- Aufgabenstellung -
Suche in den folgenden Einträgen jede Zeile, in der das Wort „Where“ vorkommt, und übernimm diese Zeilen unverändert.

- Vorliegende Daten -
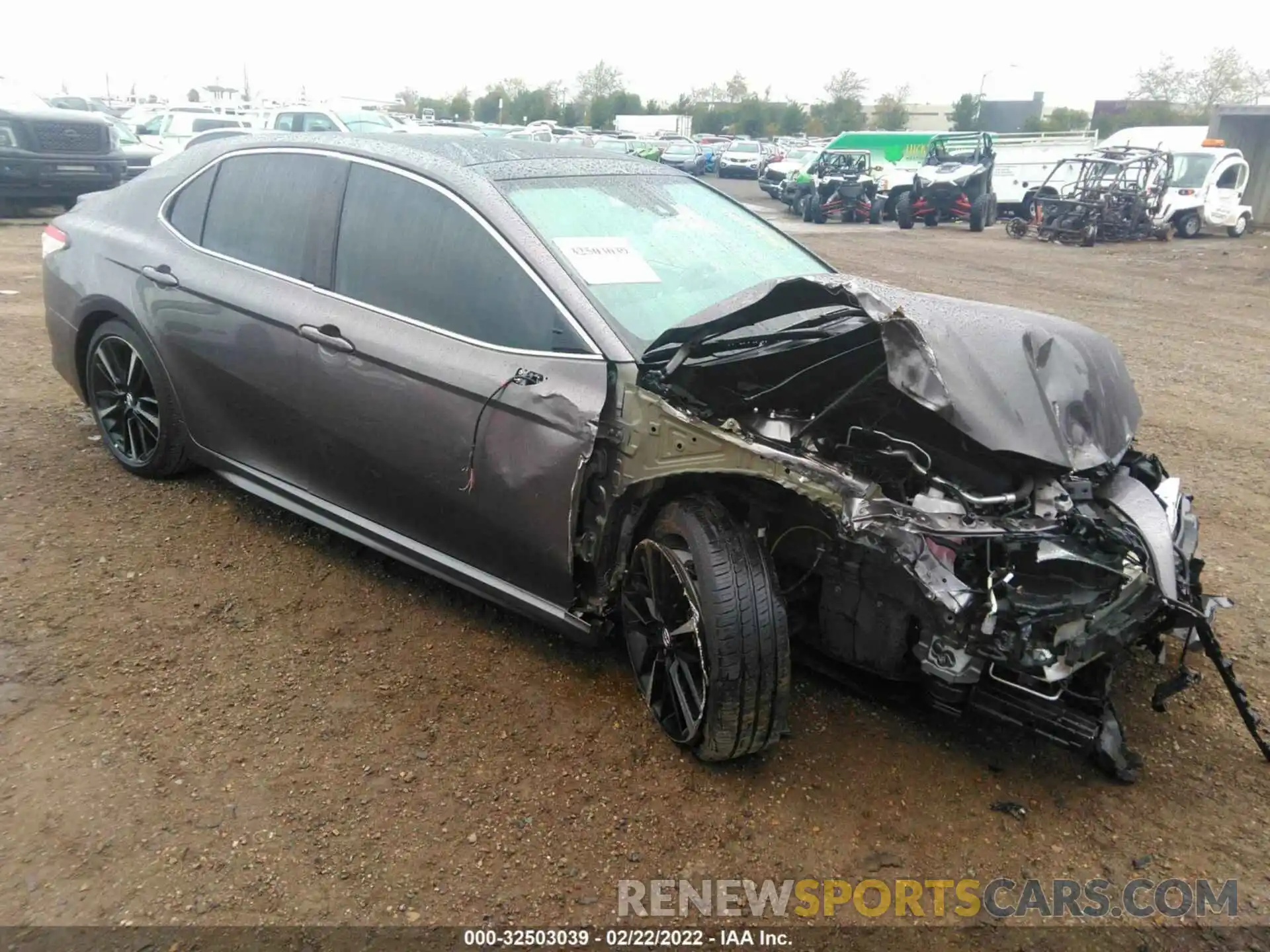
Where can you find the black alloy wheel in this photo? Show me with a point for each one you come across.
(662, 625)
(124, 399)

--

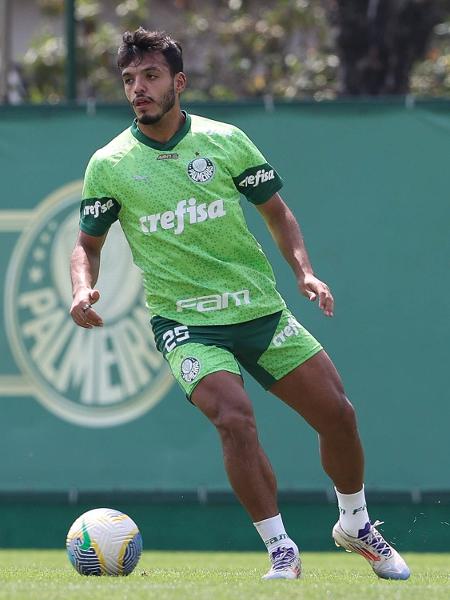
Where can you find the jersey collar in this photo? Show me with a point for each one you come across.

==

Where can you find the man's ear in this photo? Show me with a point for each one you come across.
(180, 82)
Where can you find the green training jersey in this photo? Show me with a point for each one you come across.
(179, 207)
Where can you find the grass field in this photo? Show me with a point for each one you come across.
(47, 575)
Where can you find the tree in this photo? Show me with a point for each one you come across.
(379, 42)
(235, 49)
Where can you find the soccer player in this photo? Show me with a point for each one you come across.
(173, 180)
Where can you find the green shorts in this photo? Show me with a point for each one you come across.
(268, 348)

- Antwort -
Where can you find the black alloy wheel in this photo? Show me with a point for each one you come across.
Where can you find the jersey collar in this photo? Show me with a point for each one you come across.
Where can you find the man's ear in this photo? Show me with a point for each one you come across.
Where can you find the green training jersey in this photo? Show me with a point for each one you come across.
Where can you find the grass field in this photo? Show me with a point for each one you come across.
Where can you find the tree in this photo? Show me with a point for each one you come across.
Where can you find the soccer player in this photo? Show me with a point for each one you come across.
Where can you find the green shorts in this photo? Show me with a point for each one you come across.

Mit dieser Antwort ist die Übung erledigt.